* Tekstfragment:
"""
Marieke Koekkoek, juriste en moeder van twee, is de nummer vier op de kandidatenlijst van Volt. Volt is één van de 37 partijen die op 17 maart strijdt voor een plek in de Tweede Kamer. Voor deze pan-Europese partij gaat 17 maart een spannende dag worden, de peilingen zijn positief. Emma Moll sprak met Marieke over Volt, haar visie op democratie en transparantie, en haar politieke toekomst.
Hoe kwam Volt op jouw pad?
Ik heb Volt leren kennen in 2017, het jaar van het Brexit referendum. De Europese Unie was aan het wankelen en daardoor ontstond het idee van Volt als beweging. Een Française, een Italiaan en een Duitser bedachten dat er iets miste in Europa: meer Europees denken. Na het verschijnen van een NRC-artikel over Volts Europese missie voelde ik me meteen aangetrokken tot de partij. Wat mij aansprak was het idee dat je op basis van feiten en wetenschap beleid gaat maken, met heel Europa samen. Juist nu, met Brexit en toenemend populisme, is er een positieve tegenbeweging nodig. Een beweging die Europeanen weer enthousiast maakt voor Europa. Daarom heb ik Volt gevraagd of ze mijn juridische expertise in internationaal handelsrecht konden gebruiken. De reactie van Volt was erg enthousiast en zo ben ik in het beleidsteam gekomen.’
Hoe ben je van het beleidsteam in de ‘actieve’ politiek gekomen?
Toen ik in het beleidsteam kwam, waren we bezig met het voorbereiden van de Europese Verkiezingen van 2019. Er was een grote meetup gepland in Amsterdam, waar we ons verkiezingsprogramma ‘Amsterdam declaration’ zouden presenteren. Door mijn positie in het beleidsteam kreeg ik de kans om dit congres te leiden. Ondanks dat ik net was bevallen van mijn tweede kind, had iedereen bij Volt het volste vertrouwen in me. Ze wilden me overal bij helpen, waardoor ik dacht, deze mensen zijn anders. In het begin aarzelde ik wel om de politiek in te gaan, maar ik voelde mij bij Volt zo op mijn plek.
Versplintering van de politiek?
Ik denk dat wij een belangrijke toevoeging zijn, er zijn maar weinig partijen die een visie hebben op welke hervormingen nodig zijn om Europa optimaal te laten functioneren. Op deze manier zijn wij niet anti- of pro-Europa, we zijn voor verbetering. Een pro-Europees geluid hoor je wel in de politiek, maar met als argument dat het alternatief zonder Europa, een slecht alternatief is. Volt heeft een unieke visie en bundeling van standpunten die aansluiten bij veel partijen die al in de Kamer zitten. Volt denkt niet in de Nederlandse ‘rechts’ versus ‘links’ mentaliteit, wij kunnen fungeren als een soort plakband ertussen. De partij is niet ontstaan in Nederland, als reactie op Nederlandse problemen, maar in Europa, als reactie op Europese vraagstukken.
Door deze grensoverstijgende focus wordt Volt niet in heel Europa op dezelfde plek op het politieke spectrum gezet.
"""
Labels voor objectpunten
"""
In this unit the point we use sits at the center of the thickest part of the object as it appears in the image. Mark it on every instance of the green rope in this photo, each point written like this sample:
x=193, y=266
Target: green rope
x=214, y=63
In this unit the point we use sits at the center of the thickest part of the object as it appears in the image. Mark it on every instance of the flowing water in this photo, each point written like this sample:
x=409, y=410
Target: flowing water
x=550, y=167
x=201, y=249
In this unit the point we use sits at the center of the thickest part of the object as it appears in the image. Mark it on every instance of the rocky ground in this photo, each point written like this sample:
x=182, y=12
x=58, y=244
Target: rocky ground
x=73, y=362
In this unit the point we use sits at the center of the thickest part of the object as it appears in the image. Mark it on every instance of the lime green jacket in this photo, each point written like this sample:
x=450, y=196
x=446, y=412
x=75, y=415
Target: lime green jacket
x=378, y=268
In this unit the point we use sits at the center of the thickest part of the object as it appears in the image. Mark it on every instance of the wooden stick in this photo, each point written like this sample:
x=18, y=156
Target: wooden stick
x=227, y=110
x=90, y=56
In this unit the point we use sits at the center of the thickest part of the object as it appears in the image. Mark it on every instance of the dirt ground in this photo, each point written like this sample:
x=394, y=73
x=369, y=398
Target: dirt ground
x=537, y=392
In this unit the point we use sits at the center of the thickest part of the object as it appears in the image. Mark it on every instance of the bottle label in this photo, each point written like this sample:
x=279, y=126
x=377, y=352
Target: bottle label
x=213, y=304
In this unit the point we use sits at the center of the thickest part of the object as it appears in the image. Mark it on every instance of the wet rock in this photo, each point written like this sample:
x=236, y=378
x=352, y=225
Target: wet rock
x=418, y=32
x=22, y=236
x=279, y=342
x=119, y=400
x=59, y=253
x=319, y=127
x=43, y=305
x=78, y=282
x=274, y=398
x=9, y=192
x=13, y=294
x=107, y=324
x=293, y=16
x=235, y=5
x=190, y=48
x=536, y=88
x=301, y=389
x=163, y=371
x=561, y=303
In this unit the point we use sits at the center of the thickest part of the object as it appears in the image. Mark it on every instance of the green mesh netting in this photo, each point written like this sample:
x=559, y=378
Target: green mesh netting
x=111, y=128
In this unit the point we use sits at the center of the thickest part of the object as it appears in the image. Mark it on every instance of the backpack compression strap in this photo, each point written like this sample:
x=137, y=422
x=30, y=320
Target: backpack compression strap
"""
Welke plaats neemt Marieke Koekkoek volgens het tekstfragment in op de kandidatenlijst van Volt?

Zij staat als nummer vier op de kandidatenlijst van Volt.